What to do: Within the listing below, the lines to output run from the one containing "Where can the jacket" through the one containing "Where can the finger"; copy them exactly and nothing else.

Material for this exercise:
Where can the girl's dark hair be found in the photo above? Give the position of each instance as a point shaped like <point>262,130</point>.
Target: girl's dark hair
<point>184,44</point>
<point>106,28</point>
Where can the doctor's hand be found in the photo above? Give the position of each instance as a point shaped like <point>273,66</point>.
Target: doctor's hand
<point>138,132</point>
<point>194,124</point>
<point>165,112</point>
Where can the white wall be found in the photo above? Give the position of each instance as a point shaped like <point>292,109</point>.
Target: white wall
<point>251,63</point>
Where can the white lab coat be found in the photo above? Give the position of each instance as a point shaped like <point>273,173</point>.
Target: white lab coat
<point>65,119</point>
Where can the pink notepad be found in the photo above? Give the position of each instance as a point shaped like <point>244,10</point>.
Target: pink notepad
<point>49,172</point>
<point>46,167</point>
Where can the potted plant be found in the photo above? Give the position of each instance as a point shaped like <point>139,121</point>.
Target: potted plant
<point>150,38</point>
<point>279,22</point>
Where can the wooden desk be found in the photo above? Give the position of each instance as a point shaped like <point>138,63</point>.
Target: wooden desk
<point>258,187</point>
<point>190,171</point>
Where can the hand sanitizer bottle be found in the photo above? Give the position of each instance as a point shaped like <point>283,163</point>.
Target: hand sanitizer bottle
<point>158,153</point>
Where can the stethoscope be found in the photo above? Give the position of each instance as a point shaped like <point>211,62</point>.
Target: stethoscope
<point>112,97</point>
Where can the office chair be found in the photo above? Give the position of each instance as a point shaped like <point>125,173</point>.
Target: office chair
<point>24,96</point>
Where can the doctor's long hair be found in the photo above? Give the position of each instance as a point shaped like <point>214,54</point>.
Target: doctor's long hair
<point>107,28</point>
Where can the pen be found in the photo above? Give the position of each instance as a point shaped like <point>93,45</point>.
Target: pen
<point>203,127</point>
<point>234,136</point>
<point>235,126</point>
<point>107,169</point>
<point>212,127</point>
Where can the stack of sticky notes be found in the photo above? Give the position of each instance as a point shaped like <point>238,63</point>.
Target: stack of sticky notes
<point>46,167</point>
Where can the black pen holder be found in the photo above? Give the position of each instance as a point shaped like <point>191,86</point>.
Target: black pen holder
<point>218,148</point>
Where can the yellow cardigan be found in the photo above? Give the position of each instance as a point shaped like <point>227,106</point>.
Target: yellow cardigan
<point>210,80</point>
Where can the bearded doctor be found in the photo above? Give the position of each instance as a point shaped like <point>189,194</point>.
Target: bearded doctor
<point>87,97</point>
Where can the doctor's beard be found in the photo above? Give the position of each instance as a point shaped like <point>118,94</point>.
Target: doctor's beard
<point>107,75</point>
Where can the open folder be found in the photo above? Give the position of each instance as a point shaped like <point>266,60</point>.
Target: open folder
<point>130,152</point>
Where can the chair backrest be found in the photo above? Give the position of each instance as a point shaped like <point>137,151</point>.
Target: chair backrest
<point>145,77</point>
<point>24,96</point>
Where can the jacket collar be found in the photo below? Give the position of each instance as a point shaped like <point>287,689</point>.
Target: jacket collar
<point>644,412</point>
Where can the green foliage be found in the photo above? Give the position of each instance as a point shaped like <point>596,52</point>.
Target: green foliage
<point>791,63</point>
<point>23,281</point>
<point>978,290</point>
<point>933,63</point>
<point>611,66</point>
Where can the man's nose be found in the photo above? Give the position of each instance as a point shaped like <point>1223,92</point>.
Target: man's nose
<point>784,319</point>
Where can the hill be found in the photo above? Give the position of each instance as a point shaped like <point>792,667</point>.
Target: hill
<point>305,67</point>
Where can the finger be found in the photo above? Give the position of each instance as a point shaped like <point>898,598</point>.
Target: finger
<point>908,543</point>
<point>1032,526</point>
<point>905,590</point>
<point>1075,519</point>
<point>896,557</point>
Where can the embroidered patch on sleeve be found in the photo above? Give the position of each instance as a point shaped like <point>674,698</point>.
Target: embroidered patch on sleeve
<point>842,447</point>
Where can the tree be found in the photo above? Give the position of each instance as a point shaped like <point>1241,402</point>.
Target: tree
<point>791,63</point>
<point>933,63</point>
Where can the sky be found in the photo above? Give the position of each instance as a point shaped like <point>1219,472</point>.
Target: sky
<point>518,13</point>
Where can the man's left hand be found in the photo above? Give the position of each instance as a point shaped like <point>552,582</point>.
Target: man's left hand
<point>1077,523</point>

Solution for this exercise:
Where can the jacket collar be found in the photo below? Give the position of each instance as a point shaped like <point>287,689</point>.
Target: jacket collar
<point>644,412</point>
Where can the green foliage be found in the photo above? Give the position of each instance as a point shaped like <point>596,52</point>.
Target: green foliage
<point>791,63</point>
<point>23,281</point>
<point>978,290</point>
<point>933,63</point>
<point>611,66</point>
Where can the man's nose be found in the photo above? Give the position of each instance as a point shaped like <point>1223,92</point>.
Target: man's nose
<point>784,319</point>
Where can the hill be found in the photo above? Give the position of each instance as a point shaped like <point>792,667</point>.
Target: hill
<point>305,67</point>
Where can the finger be found in the photo above? Give the position of each instance as a point shaped like <point>898,598</point>.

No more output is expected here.